Rows from a pointing dataset:
━━━━━━━━━━━━━━━━━━━━━━━━━━━━━━

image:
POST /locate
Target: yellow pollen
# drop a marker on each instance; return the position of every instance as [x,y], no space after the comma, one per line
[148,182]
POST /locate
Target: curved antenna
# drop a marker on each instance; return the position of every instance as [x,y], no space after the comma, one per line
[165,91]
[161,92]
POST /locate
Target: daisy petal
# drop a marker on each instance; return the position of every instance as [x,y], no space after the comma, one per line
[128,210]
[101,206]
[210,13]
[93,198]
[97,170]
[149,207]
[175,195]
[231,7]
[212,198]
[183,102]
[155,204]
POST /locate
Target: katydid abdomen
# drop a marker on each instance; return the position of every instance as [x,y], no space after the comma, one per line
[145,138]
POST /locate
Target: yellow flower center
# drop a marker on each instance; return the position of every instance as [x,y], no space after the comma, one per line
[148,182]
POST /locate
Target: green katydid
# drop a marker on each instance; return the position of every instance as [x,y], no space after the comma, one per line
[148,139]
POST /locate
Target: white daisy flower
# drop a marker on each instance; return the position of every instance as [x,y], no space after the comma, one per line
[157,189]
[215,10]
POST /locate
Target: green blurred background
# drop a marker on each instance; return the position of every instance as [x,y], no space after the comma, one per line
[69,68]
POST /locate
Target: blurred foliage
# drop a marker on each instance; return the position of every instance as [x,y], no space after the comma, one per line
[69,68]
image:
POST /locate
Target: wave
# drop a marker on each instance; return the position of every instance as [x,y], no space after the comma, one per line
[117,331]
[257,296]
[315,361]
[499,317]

━━━━━━━━━━━━━━━━━━━━━━━━━━━━━━

Do this: Count the lines in the material above that contain the string "green", and reply with the number alone.

Exercise output: 2